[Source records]
Segment Open
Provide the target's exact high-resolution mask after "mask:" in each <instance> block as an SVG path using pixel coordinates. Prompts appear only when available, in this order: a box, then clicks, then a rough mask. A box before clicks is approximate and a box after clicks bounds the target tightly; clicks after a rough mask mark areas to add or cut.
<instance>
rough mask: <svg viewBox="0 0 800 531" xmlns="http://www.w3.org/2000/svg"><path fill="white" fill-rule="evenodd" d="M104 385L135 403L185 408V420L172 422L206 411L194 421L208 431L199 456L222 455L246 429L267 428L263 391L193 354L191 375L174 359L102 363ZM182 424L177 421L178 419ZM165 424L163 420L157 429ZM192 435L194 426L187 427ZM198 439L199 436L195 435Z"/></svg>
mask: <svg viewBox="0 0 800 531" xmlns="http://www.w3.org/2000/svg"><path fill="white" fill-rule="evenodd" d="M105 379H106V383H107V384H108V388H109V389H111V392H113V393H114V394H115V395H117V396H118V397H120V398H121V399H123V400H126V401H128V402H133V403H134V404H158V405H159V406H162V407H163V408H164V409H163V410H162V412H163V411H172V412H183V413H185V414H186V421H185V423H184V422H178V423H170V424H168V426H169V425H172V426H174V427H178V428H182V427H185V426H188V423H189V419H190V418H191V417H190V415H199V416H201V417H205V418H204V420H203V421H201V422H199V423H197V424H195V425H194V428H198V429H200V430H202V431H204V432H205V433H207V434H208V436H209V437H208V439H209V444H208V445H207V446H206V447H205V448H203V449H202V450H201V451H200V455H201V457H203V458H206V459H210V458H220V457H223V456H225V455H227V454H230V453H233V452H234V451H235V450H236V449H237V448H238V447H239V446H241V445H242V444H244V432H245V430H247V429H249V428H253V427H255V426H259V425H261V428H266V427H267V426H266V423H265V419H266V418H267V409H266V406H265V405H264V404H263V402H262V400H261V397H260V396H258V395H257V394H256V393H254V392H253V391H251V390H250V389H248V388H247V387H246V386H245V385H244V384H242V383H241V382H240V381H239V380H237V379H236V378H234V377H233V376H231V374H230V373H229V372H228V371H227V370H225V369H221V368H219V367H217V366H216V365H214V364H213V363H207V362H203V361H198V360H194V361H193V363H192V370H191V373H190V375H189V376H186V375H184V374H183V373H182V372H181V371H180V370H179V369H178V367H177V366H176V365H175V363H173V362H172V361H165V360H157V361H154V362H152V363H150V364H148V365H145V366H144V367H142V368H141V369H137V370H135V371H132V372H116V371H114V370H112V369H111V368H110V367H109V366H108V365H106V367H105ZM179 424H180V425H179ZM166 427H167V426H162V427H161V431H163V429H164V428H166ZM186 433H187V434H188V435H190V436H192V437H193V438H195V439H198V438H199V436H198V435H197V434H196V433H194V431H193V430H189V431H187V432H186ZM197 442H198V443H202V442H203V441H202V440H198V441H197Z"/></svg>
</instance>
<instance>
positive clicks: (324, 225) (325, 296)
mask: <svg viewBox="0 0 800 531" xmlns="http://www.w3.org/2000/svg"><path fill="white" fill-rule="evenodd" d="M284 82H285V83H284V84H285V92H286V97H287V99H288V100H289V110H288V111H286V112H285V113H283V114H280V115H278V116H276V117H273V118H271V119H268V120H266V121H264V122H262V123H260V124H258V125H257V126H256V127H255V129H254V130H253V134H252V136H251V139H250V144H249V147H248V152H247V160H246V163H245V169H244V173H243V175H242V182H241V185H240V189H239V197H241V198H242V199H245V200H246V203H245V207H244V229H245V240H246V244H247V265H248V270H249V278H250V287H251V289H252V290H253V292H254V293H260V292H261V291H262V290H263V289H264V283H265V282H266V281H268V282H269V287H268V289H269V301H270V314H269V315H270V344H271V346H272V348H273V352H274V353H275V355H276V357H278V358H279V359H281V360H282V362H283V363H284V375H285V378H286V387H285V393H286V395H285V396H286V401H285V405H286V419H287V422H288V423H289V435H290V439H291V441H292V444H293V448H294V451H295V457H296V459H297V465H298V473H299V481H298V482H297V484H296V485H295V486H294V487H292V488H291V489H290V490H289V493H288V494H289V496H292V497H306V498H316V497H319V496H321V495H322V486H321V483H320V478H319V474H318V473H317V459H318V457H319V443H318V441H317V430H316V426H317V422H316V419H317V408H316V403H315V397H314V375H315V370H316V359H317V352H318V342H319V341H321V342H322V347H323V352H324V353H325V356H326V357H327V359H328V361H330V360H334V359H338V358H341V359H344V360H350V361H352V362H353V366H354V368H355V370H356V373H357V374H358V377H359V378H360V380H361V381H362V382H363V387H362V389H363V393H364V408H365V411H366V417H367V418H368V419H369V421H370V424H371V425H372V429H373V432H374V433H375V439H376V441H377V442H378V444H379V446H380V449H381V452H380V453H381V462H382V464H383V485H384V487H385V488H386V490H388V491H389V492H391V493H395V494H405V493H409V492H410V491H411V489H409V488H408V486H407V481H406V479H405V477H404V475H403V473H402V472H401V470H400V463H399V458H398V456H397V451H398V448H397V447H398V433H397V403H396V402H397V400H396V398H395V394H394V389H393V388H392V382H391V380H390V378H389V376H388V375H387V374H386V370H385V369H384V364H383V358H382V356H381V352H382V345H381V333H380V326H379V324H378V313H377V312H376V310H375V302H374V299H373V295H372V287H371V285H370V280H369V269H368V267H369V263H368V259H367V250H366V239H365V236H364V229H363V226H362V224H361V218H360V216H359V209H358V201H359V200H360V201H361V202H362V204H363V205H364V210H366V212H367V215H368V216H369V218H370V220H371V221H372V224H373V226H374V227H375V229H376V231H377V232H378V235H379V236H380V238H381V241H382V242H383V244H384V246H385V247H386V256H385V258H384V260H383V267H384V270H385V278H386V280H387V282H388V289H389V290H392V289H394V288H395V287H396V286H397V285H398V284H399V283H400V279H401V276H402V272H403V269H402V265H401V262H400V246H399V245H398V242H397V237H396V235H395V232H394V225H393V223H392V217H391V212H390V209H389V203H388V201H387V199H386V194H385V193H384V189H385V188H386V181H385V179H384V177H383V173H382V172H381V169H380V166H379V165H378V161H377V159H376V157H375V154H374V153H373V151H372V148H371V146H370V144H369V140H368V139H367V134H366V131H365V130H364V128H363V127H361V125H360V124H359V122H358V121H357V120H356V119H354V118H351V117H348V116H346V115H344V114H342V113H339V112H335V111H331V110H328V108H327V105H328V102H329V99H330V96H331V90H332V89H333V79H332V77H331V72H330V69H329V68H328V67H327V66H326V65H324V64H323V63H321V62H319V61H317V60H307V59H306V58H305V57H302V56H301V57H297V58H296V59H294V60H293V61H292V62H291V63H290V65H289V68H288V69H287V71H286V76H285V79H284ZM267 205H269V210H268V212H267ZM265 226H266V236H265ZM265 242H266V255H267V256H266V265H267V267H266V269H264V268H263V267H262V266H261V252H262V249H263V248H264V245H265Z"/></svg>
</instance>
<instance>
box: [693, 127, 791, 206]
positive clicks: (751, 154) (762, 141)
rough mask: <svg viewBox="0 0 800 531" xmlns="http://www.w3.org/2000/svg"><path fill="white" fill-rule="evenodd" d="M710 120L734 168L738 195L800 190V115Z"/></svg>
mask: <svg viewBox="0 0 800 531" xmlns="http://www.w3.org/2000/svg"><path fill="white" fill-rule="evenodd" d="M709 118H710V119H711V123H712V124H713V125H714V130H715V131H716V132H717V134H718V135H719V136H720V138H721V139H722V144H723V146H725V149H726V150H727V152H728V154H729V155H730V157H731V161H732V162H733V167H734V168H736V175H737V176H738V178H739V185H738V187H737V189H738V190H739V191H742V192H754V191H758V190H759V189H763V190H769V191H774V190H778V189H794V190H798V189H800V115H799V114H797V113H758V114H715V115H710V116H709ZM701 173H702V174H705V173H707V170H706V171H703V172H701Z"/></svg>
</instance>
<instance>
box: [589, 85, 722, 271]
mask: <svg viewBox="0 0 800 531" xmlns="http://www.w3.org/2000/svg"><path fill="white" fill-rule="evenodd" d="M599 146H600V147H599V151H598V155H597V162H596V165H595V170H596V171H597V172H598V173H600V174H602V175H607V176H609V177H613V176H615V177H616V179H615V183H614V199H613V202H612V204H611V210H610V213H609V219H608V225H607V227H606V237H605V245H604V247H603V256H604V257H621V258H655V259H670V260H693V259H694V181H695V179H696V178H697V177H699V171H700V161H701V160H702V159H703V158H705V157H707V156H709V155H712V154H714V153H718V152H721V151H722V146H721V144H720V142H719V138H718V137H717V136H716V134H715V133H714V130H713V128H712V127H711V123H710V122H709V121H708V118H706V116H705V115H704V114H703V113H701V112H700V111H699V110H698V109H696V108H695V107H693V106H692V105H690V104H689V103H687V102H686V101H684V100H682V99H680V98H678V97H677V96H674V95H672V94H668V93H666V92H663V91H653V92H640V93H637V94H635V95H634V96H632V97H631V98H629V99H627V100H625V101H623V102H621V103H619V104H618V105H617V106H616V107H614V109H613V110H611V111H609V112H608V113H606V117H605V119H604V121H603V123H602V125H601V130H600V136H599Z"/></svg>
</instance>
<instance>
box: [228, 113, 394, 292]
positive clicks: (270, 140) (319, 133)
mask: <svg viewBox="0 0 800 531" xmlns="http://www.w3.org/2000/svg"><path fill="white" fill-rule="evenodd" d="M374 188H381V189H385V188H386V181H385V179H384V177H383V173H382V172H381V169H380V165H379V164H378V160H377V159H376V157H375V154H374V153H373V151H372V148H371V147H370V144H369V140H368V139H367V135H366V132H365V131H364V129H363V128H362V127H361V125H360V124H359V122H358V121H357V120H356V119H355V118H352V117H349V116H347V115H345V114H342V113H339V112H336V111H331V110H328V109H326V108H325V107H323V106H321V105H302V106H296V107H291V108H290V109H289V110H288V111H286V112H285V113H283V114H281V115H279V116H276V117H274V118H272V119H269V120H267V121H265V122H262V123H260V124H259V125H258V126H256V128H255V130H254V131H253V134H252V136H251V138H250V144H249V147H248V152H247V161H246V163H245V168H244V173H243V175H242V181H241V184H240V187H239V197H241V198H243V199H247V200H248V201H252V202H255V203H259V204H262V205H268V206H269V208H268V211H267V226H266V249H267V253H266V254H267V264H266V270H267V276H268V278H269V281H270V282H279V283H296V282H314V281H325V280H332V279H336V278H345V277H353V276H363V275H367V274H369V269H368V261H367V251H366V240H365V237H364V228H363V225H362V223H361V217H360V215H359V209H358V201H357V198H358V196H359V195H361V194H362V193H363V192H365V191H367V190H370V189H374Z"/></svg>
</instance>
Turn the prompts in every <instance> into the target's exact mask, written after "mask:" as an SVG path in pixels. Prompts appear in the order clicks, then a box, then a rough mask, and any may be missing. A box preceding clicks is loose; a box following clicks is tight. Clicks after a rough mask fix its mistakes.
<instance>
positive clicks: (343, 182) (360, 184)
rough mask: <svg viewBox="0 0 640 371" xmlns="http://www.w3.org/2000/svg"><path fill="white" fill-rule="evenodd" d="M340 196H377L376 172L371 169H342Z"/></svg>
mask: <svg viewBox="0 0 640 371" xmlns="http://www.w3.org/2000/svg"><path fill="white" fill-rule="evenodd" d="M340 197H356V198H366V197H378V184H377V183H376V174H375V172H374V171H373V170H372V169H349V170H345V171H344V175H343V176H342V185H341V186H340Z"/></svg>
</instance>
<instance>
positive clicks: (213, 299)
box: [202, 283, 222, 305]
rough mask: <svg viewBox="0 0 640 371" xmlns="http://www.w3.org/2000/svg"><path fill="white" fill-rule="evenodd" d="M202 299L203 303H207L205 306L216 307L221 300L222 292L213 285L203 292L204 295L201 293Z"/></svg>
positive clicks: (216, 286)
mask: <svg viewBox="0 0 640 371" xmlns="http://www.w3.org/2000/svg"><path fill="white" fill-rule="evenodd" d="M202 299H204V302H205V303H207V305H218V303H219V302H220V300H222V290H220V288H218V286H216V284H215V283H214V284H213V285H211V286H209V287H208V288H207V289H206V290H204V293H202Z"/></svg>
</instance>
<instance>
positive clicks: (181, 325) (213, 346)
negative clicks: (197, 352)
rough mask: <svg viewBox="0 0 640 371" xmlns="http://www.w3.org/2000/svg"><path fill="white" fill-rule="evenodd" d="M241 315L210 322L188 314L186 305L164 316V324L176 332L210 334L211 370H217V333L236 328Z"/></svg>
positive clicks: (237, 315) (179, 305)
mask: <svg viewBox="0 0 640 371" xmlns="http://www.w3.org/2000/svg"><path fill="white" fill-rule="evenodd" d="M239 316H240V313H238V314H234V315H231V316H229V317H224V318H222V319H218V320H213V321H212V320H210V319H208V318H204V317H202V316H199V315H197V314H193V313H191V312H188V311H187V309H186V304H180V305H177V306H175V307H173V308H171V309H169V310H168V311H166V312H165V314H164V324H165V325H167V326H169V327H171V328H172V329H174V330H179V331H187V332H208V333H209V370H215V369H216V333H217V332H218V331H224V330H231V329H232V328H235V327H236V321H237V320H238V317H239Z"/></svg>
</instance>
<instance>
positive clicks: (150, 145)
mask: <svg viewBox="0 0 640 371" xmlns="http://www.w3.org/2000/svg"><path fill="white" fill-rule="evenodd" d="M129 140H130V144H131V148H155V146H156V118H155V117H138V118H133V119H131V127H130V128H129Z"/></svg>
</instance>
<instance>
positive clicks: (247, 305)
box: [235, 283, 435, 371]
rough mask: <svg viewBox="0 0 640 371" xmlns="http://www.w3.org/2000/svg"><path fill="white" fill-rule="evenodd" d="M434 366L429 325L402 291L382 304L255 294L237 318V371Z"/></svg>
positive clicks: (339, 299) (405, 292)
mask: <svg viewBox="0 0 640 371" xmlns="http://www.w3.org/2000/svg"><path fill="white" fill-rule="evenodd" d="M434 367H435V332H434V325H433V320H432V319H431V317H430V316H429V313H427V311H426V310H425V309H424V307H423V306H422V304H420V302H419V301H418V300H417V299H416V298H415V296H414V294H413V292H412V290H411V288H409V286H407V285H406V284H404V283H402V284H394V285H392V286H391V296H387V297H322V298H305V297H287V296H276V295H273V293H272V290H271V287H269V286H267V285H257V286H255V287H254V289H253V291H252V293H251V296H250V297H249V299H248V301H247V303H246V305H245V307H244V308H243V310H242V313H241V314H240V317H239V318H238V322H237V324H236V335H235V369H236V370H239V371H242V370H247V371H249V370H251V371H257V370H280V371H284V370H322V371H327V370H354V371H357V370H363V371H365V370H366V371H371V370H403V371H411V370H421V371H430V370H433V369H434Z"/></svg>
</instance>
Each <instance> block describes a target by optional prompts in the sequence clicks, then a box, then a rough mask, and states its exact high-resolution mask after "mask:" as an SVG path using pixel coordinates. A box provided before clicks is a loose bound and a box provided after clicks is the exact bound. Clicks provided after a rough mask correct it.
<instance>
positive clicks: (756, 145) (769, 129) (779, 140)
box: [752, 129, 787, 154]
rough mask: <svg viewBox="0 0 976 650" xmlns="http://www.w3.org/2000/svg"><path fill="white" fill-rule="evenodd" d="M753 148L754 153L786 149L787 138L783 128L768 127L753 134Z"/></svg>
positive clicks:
Segment Closed
Turn everything from the start of the records down to the line containing "385L135 403L185 408V420L172" into a numbered list, leaving out any blank lines.

OUTPUT OF THE TASK.
1. Provide the target's exact high-resolution mask after "mask:" in each <instance> block as an SVG path using pixel coordinates. Prompts appear only when available, in this order: a box, then clicks, then a rough mask. A box before clicks is approximate and a box after clicks bounds the target tightly; clicks after a rough mask mark areas to add or cut.
2. <instance>
3. rough mask: <svg viewBox="0 0 800 531" xmlns="http://www.w3.org/2000/svg"><path fill="white" fill-rule="evenodd" d="M104 385L135 403L185 408V420L172 422L206 411L194 421L208 431L199 456L222 455L246 429L267 428L263 391L193 354L191 375L174 359L102 363ZM182 424L177 421L178 419ZM165 424L163 420L157 429ZM192 435L194 426L187 427ZM198 439L199 436L195 435Z"/></svg>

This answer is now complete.